Literal Arrays vs. Tuples?

53 views
Skip to first unread message

Stefan Marr

unread,
Jan 28, 2017, 5:23:04 AM1/28/17
to Newspeak Programming Language, Richard Roberts
Hi:

SOMns is likely going to have literal arrays soon (https://github.com/smarr/SOMns/pull/100). Thanks to Richard.

So, I was looking again at the Newspeak spec [1], because I didn't really find arrays defined the last time I skimmed.

Now I saw that it defines tuples (sec. 5.1.7) instead of arrays, and as shallowly immutable.
What was the reasoning behind this design?
On the one hand, why make them 'tuples' (instance of ReadOnlyTuple) instead of arrays, and then, why only shallowly immutable?

I am guessing, the shallowly immutable is to have more flexibility in what can go in there. But I am not too sure about the immutable part. (Also since the spec says it's not actually implemented.)

I was thinking about having {} for array literals, and #{} for deeply immutable value array literals instead [2].

-- Given information --
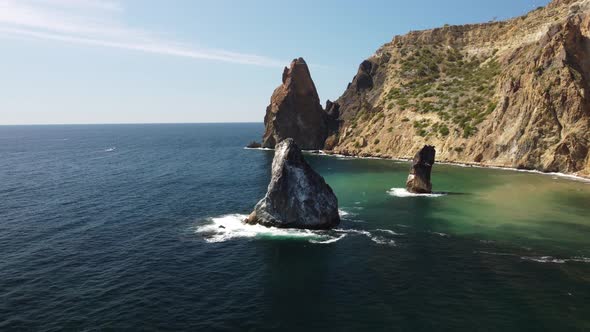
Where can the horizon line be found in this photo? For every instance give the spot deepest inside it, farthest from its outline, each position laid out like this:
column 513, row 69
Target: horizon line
column 124, row 123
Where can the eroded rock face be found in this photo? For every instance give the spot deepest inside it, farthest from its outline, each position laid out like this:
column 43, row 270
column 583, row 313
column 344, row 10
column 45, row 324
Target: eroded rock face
column 419, row 178
column 295, row 111
column 297, row 196
column 529, row 105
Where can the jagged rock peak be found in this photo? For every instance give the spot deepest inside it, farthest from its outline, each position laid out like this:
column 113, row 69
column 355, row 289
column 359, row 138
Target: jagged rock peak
column 295, row 111
column 297, row 196
column 419, row 179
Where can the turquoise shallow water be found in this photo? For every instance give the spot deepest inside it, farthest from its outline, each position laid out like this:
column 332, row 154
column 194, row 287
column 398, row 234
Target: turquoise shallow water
column 117, row 228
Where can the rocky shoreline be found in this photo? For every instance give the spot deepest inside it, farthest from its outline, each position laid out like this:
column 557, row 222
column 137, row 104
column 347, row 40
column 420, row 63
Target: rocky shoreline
column 570, row 176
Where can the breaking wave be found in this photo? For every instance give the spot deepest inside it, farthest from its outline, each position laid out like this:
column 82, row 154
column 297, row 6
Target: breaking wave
column 402, row 192
column 231, row 226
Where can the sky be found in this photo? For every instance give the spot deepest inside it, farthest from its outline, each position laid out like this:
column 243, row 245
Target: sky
column 178, row 61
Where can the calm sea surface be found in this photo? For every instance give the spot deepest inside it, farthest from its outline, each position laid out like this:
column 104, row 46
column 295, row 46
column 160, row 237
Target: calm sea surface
column 117, row 227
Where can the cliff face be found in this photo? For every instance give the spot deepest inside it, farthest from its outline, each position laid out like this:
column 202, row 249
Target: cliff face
column 295, row 111
column 513, row 93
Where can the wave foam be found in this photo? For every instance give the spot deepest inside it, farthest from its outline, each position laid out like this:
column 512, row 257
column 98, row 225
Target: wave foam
column 402, row 192
column 332, row 240
column 388, row 231
column 231, row 226
column 550, row 259
column 383, row 241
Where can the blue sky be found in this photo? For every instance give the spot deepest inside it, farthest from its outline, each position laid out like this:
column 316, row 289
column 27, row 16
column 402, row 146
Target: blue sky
column 147, row 61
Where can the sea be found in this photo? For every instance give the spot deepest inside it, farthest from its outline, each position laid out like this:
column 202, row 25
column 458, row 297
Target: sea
column 138, row 227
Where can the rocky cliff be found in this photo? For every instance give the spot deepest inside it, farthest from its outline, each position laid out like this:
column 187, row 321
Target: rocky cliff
column 512, row 93
column 295, row 111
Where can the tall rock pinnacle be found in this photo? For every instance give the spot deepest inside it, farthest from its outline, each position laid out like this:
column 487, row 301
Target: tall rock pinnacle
column 297, row 196
column 295, row 111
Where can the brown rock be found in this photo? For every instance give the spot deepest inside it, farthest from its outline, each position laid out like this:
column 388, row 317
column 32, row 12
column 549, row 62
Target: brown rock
column 295, row 111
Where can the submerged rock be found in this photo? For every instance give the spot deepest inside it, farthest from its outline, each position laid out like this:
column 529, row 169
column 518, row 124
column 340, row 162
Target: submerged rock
column 419, row 179
column 297, row 196
column 295, row 111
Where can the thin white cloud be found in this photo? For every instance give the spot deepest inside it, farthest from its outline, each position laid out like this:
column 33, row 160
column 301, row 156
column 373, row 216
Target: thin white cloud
column 97, row 23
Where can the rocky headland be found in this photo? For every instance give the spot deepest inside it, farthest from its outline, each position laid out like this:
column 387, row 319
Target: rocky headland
column 514, row 93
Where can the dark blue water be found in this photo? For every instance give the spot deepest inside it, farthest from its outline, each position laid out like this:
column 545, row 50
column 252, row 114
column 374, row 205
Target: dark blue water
column 105, row 228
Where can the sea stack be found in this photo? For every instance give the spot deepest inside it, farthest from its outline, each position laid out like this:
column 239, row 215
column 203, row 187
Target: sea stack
column 297, row 196
column 295, row 111
column 419, row 178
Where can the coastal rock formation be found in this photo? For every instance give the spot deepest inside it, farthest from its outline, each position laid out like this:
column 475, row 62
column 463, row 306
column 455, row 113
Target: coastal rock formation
column 253, row 145
column 295, row 111
column 419, row 179
column 297, row 196
column 514, row 93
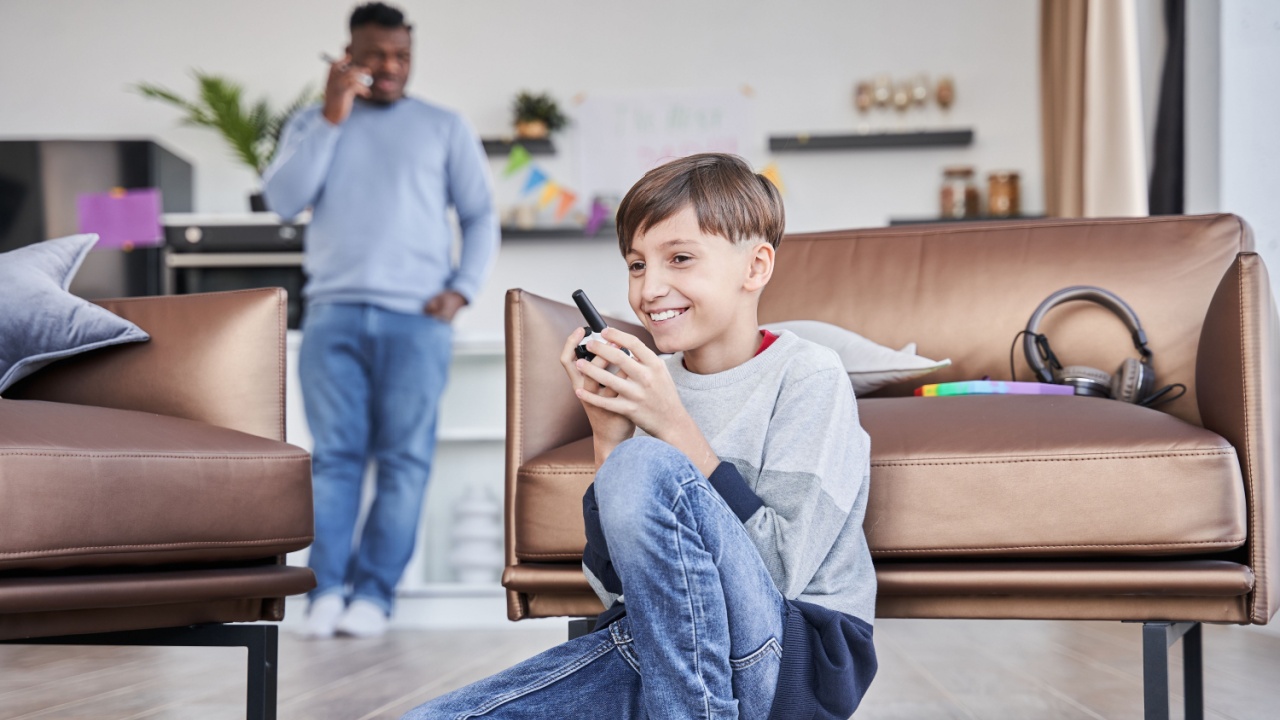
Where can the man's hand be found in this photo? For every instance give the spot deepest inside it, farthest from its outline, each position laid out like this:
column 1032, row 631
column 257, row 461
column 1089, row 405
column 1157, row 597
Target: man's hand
column 608, row 429
column 644, row 393
column 342, row 87
column 446, row 305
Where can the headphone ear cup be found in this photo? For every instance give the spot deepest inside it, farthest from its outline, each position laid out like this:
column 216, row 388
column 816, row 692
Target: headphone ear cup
column 1133, row 382
column 1086, row 381
column 1127, row 386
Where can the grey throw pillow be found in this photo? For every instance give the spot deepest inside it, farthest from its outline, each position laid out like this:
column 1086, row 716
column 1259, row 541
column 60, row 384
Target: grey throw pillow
column 40, row 322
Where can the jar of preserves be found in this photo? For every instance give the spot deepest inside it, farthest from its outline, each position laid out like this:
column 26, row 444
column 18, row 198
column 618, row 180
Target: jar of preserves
column 959, row 195
column 1002, row 194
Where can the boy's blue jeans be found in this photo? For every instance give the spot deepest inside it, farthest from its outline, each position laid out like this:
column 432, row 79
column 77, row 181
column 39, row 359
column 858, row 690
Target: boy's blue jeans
column 703, row 632
column 371, row 382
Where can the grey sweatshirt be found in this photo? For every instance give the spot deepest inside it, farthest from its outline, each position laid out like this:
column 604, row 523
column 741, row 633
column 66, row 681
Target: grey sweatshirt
column 787, row 423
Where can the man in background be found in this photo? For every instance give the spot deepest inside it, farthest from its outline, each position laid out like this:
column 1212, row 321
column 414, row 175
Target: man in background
column 379, row 172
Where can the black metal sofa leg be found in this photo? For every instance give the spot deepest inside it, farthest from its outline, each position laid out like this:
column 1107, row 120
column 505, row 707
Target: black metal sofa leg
column 261, row 641
column 1156, row 641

-- Exercise --
In the post on literal arrays versus tuples, which section of the Newspeak spec defines tuples?

-- Final result --
Section 5.1.7.